Records supplied -

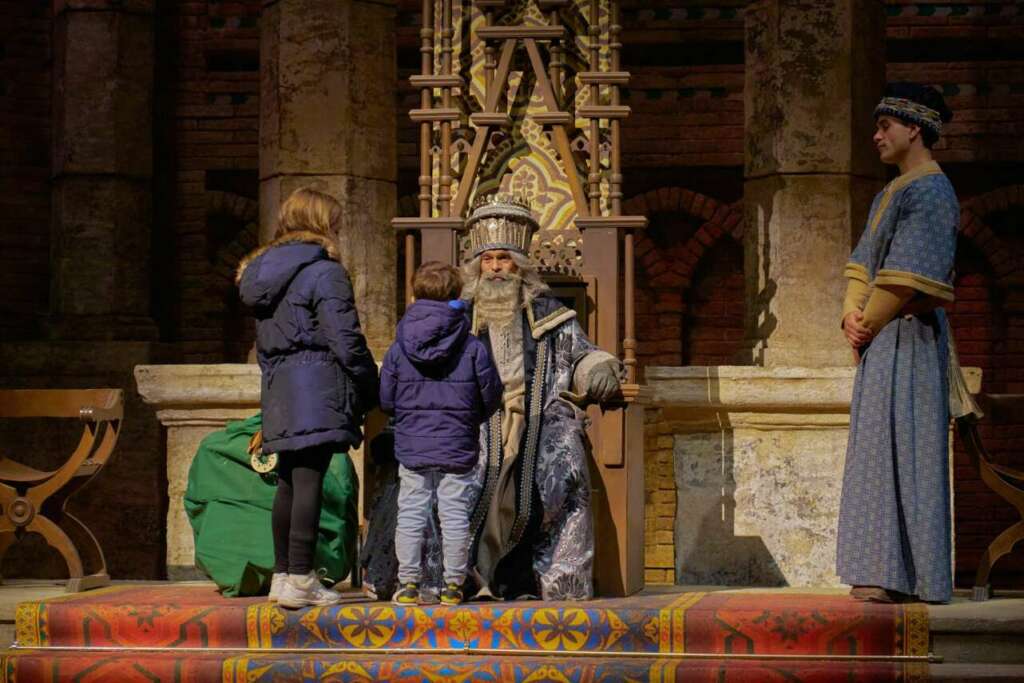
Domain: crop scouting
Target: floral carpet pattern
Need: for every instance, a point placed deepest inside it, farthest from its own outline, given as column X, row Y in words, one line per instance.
column 488, row 641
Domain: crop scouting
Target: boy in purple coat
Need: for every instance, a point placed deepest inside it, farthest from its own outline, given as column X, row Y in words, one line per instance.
column 440, row 383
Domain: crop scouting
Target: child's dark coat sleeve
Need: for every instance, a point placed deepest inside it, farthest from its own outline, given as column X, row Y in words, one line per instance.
column 336, row 313
column 388, row 381
column 487, row 379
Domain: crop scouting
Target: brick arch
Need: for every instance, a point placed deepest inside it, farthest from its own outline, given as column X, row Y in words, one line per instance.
column 719, row 219
column 667, row 274
column 229, row 204
column 974, row 227
column 246, row 212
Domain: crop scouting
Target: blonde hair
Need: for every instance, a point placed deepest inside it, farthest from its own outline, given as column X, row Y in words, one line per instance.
column 437, row 282
column 309, row 210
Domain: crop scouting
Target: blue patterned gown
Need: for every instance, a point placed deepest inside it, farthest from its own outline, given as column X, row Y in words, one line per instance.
column 894, row 526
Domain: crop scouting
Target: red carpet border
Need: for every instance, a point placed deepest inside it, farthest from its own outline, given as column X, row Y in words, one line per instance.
column 723, row 623
column 274, row 668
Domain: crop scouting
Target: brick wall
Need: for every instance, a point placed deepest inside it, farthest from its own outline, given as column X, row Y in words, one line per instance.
column 988, row 324
column 659, row 501
column 207, row 177
column 25, row 166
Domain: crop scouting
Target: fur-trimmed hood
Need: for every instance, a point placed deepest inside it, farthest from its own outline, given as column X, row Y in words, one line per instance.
column 287, row 239
column 265, row 273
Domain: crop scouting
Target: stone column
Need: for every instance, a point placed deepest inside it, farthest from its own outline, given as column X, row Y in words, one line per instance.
column 814, row 72
column 102, row 169
column 328, row 120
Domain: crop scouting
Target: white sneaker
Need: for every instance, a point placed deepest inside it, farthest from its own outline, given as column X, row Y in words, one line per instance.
column 306, row 591
column 276, row 584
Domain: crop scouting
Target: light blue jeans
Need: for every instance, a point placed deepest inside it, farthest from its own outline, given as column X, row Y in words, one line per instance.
column 416, row 502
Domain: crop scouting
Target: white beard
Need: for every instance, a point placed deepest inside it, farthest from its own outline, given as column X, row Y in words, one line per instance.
column 498, row 300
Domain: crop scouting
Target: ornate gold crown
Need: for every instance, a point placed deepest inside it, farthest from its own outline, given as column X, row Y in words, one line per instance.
column 501, row 220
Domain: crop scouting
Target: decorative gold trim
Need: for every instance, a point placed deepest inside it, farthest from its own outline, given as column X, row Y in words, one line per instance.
column 549, row 322
column 857, row 271
column 928, row 168
column 915, row 282
column 915, row 630
column 493, row 651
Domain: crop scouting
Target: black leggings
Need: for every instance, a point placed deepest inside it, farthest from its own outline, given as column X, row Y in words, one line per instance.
column 296, row 507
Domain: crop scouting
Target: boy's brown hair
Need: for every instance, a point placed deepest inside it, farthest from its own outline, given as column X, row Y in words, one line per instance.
column 437, row 282
column 309, row 210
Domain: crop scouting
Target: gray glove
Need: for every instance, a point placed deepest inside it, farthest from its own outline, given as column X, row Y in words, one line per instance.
column 602, row 383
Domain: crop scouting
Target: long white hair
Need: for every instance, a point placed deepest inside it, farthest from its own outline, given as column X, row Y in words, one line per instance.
column 532, row 285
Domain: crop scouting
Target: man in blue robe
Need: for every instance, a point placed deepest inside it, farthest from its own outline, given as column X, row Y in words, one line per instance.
column 894, row 527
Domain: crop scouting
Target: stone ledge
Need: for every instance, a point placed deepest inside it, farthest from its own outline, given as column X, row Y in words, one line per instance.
column 748, row 388
column 199, row 388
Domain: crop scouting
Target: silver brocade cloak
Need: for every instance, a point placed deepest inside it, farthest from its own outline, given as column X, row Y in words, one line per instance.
column 556, row 546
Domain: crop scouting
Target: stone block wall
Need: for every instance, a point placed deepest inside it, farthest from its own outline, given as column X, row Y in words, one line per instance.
column 26, row 46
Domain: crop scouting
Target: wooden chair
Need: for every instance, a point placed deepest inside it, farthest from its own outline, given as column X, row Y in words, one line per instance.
column 1006, row 481
column 34, row 500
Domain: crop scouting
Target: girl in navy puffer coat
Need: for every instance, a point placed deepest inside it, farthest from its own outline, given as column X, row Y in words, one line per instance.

Challenge -
Each record above must be returned exactly as written, with its pictures omitted.

Exercise answer -
Domain: crop scouting
Target: floral carpet pattern
Need: for every instance, a point placed deepest inside it, farthest from its own outline, given as column X, row Y in words, one line per instance.
column 488, row 641
Domain: crop scouting
Target: boy in purple coat
Need: for every instance, a point placed deepest inside it, farthest from its own outline, given as column X, row Y in words, one line per instance.
column 440, row 383
Domain: crop scouting
Target: child's dark coat sleeve
Need: for every instance, a point placed deepest inside it, farthest from its own outline, given as column X, row Y in words, one line per instance.
column 336, row 313
column 388, row 381
column 487, row 379
Domain: crop scouting
Target: brick arch
Need: for every instance, a point placed deepest inside it, farthest from its own outline, given as column X, row Y in words, one line per instance.
column 719, row 219
column 667, row 274
column 229, row 204
column 974, row 227
column 246, row 212
Domain: crop scouting
Target: blonde hair
Need: for every instance, a point placed deepest inside it, farthest from its own outline, given as column X, row Y in words, one line per instance.
column 437, row 282
column 309, row 210
Domain: crop scouting
Target: blue patterned gown
Need: for every instance, a point placed deepest inside it, farthest from its own outline, given as column X, row Y in words, one line per instance.
column 894, row 526
Domain: crop scouting
Target: red carpet border
Need: for every instance, a point placed deepest inside it, farthest from its own outline, given as column X, row Y in words, one line per instance.
column 723, row 623
column 274, row 668
Domain: crop scouting
Target: brick wall
Need: for every instance, a point placed deepest inside it, farthest from its own outline, given as column X, row Y in words, one line per instance.
column 988, row 324
column 659, row 501
column 207, row 177
column 25, row 166
Domain: crop scouting
Target: fur-trimmed hood
Need: for every instance, a point placed deepest inside it, farthest from its own outline, given as column X, row Y in words, one line per instance.
column 287, row 239
column 265, row 273
Domain: crop scouting
Target: stone column
Need: for every instance, a point placed deepest inside it, farthest from its own outline, given as column X, row Y in words, one line per instance.
column 814, row 72
column 102, row 169
column 328, row 120
Domain: crop scouting
Target: white sneaker
Need: for every instance, a point placed deepest inside it, farthest from its own outline, given as column X, row Y in words, one line per instance.
column 306, row 591
column 276, row 584
Domain: crop scouting
Target: light blue jeans
Need: for every instance, a point placed deepest inside it, farthest from its own outline, given as column X, row Y in words, one line per instance.
column 416, row 502
Domain: crop scouting
Target: white beard
Need: for every instance, a point placed deepest inside it, farthest from its own outline, given as column X, row Y in words, one line per instance.
column 498, row 300
Domain: crop scouting
Target: ornate gold crown
Need: for every instance, a point placed deepest inside it, farthest from its own outline, given as column X, row Y in words, one line per instance.
column 501, row 220
Domain: crop scouting
Target: decorative gold trim
Need: for every instance, a point placed deepest inside it, farthest from its own outline, given as column X, row Y in words, one line per instance.
column 549, row 322
column 857, row 271
column 928, row 168
column 915, row 282
column 915, row 630
column 493, row 651
Domain: crop scouting
Target: black leggings
Need: for every instance, a point placed deepest inside it, farthest from its own outline, given as column X, row Y in words, one line per instance.
column 296, row 507
Domain: crop scouting
Target: boy's brown hair
Need: for every instance, a point placed deepest inside it, farthest from its own outline, given as column X, row Y in words, one line per instance.
column 437, row 282
column 309, row 210
Domain: crop scouting
Target: gray glove
Need: for every instance, a point placed deepest inside it, farthest from its own outline, given as column X, row Y in words, one line per instance.
column 602, row 383
Domain: crop scouting
Target: long white hair
Need: for every instance, a point placed deepest inside it, farthest from its own outline, given as column X, row Y in words, one line per instance.
column 532, row 285
Domain: crop scouting
Target: man in blue robe
Need: for every instance, a point placed deepest inside it, farthest from its own outline, given as column X, row Y in words, one line per instance.
column 894, row 527
Domain: crop scouting
Target: stone ledge
Need: for every instance, a point placed deepest inside it, farthest from its own outline, given as column X, row Y in words, one line per instance.
column 748, row 388
column 199, row 388
Domain: crop scouting
Target: silver brocade cloak
Need: for every instance, a point placed deepest inside it, farthest from its own outline, given as column X, row Y in words, one line per instance.
column 556, row 546
Domain: crop scouting
Target: stone block wall
Need: for every instance, a point placed deepest inside it, farthest from its own outline, given as column X, row Y in words, one line per instance.
column 26, row 46
Domain: crop scouting
Target: wooden chair
Need: for every instance, a point placed deepest inside it, farthest from its own outline, given as column X, row Y in words, one line per instance.
column 1006, row 481
column 34, row 500
Domain: crop scouting
Target: girl in navy puffer coat
Need: for every instance, a point placed deepest inside it, farthest from its own outline, given as column X, row Y in words, one line per instance.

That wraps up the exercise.